• WHAT IS ASKED:
Return the lines beginning at the one that contains "collar in this photo." and continuing to the end of the entries, including both ends, exactly as written and nothing else.

--------------------------------------------------

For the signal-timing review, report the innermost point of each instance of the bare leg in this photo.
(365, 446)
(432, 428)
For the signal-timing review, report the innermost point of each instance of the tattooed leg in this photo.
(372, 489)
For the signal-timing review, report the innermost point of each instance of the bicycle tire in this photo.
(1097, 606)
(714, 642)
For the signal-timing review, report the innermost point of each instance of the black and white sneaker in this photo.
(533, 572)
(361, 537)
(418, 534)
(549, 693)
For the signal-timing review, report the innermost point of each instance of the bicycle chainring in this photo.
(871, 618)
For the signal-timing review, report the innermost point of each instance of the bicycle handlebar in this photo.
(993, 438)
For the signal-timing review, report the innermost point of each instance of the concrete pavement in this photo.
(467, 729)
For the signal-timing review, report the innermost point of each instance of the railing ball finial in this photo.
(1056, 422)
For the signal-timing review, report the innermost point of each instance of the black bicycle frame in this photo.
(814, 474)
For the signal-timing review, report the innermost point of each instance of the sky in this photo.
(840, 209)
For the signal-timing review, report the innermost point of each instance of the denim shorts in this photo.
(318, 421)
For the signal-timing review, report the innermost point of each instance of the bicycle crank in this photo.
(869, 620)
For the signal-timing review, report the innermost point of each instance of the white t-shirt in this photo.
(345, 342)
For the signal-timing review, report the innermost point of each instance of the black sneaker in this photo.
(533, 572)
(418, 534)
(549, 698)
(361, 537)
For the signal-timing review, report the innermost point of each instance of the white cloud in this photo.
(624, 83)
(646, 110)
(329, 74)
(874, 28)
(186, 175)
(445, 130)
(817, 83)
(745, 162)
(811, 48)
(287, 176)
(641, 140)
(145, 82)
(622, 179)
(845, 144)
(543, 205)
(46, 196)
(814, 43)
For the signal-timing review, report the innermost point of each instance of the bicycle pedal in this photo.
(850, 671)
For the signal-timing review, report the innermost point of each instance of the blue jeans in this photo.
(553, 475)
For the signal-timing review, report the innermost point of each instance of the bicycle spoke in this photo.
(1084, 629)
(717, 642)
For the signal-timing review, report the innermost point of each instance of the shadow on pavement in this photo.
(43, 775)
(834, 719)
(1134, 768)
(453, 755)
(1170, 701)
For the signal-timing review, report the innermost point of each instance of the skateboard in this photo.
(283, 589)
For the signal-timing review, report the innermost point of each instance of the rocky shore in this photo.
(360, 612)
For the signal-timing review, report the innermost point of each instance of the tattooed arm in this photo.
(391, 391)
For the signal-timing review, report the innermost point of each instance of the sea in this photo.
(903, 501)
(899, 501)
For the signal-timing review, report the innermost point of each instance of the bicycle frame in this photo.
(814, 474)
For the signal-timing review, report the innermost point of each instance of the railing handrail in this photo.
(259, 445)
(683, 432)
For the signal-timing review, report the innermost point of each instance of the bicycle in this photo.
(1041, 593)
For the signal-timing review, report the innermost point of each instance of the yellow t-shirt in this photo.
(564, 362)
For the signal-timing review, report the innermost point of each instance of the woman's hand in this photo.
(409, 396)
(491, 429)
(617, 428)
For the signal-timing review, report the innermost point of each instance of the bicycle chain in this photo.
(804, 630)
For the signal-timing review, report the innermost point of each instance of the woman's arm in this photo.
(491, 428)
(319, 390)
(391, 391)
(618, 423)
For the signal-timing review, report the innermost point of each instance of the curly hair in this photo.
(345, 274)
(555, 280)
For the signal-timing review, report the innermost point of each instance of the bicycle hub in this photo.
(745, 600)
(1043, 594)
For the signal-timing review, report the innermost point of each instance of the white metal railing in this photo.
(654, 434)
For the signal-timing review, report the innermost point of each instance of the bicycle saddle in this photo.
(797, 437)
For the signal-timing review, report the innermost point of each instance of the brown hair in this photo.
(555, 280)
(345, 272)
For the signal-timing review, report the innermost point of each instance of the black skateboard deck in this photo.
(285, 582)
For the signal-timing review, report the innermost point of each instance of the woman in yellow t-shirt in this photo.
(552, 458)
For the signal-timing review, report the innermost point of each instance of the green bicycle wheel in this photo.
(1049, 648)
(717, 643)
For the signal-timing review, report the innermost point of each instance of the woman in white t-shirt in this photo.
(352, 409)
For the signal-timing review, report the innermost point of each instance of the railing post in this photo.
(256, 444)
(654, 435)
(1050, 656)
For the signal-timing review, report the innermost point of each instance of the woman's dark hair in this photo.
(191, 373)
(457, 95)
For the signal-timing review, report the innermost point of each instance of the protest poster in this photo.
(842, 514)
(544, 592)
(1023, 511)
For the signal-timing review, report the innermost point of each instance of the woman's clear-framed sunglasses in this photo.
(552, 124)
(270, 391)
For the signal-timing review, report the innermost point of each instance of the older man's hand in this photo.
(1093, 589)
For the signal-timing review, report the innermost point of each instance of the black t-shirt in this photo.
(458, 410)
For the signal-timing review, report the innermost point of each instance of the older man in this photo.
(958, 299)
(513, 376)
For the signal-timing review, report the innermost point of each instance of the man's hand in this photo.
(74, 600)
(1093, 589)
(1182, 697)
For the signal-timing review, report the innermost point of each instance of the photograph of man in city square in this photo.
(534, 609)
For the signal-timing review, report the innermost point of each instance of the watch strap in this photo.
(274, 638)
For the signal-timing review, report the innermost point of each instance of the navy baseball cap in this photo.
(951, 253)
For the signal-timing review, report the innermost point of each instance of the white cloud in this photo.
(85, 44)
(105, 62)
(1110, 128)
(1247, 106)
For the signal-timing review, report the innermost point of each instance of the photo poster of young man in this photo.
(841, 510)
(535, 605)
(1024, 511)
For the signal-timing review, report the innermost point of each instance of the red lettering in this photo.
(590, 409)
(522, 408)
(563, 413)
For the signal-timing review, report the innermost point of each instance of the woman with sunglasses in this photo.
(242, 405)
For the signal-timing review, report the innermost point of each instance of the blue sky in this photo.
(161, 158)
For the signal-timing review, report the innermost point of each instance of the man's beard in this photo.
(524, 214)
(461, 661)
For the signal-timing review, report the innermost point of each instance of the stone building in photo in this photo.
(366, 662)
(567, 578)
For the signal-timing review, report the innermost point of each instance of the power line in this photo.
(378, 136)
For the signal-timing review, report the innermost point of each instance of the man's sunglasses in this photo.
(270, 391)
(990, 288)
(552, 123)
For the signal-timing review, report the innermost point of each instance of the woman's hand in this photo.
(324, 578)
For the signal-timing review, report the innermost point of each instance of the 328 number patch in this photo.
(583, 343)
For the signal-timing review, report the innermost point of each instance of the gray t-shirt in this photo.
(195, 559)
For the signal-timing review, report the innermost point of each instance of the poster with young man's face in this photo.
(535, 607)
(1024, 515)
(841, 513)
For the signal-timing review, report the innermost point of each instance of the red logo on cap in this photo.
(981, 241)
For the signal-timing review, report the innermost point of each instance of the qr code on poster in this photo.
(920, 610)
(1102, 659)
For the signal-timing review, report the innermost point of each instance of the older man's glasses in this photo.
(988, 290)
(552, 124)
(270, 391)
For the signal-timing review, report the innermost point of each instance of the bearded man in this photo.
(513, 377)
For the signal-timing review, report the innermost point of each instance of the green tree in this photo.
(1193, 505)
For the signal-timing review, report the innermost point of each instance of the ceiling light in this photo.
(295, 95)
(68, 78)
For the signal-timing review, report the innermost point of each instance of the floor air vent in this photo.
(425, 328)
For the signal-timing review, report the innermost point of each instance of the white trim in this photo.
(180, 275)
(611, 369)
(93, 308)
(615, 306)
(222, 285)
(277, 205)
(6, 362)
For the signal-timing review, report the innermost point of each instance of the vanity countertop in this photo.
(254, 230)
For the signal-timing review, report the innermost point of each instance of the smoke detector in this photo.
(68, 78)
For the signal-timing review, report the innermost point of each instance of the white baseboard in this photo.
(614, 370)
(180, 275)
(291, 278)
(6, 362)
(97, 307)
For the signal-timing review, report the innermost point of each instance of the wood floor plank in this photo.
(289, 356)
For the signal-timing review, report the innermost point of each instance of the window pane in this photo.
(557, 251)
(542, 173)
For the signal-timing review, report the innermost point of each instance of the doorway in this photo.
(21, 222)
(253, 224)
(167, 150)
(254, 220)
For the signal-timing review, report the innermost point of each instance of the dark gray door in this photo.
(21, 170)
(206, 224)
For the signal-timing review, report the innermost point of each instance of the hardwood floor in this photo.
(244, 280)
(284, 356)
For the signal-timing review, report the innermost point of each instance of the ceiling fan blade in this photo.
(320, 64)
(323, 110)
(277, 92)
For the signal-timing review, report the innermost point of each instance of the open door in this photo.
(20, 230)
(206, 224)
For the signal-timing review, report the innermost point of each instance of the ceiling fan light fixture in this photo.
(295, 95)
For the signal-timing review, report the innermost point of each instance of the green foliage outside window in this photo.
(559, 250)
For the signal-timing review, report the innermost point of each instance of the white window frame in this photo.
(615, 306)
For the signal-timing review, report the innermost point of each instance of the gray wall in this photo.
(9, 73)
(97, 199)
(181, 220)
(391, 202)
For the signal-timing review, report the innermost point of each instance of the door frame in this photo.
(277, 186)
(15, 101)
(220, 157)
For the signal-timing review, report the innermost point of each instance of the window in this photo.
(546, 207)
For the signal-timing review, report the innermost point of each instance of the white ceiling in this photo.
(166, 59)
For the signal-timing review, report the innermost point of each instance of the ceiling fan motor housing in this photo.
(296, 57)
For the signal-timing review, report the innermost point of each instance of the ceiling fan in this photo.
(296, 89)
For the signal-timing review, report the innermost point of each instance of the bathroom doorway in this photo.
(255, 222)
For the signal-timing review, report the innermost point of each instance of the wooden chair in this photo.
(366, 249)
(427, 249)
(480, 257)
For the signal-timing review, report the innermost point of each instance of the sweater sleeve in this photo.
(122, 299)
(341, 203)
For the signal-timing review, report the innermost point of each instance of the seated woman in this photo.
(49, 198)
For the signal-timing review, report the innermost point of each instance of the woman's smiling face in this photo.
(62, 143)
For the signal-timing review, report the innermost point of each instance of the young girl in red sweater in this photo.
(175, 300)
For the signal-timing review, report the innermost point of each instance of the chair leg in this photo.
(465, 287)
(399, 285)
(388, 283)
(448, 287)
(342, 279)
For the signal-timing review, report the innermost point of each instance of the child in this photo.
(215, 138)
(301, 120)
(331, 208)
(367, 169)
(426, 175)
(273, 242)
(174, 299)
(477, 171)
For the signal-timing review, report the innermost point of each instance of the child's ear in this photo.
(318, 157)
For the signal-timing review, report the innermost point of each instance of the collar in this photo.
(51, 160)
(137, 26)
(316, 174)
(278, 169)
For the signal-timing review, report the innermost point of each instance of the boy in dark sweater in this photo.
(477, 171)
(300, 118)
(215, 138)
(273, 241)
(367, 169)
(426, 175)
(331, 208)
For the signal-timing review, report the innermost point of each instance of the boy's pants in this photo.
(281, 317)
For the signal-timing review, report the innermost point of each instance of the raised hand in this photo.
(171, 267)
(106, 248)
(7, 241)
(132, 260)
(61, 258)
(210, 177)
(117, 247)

--------------------------------------------------

• WRITTEN RESPONSE:
For the signal-timing review, report the innermost point of each instance of the collar in this photo.
(51, 160)
(137, 26)
(316, 174)
(278, 169)
For the signal-timing review, report the innermost point of each instance of the boy in dark sweater in this photo.
(477, 171)
(300, 118)
(215, 138)
(273, 241)
(367, 169)
(426, 175)
(331, 208)
For the signal-timing review, report the innermost point of each instance of the boy's pants in this photo.
(281, 317)
For the signal-timing review, report the innermost point of each instance of the raised hand in this photo.
(171, 267)
(106, 248)
(7, 241)
(132, 260)
(61, 258)
(210, 177)
(117, 247)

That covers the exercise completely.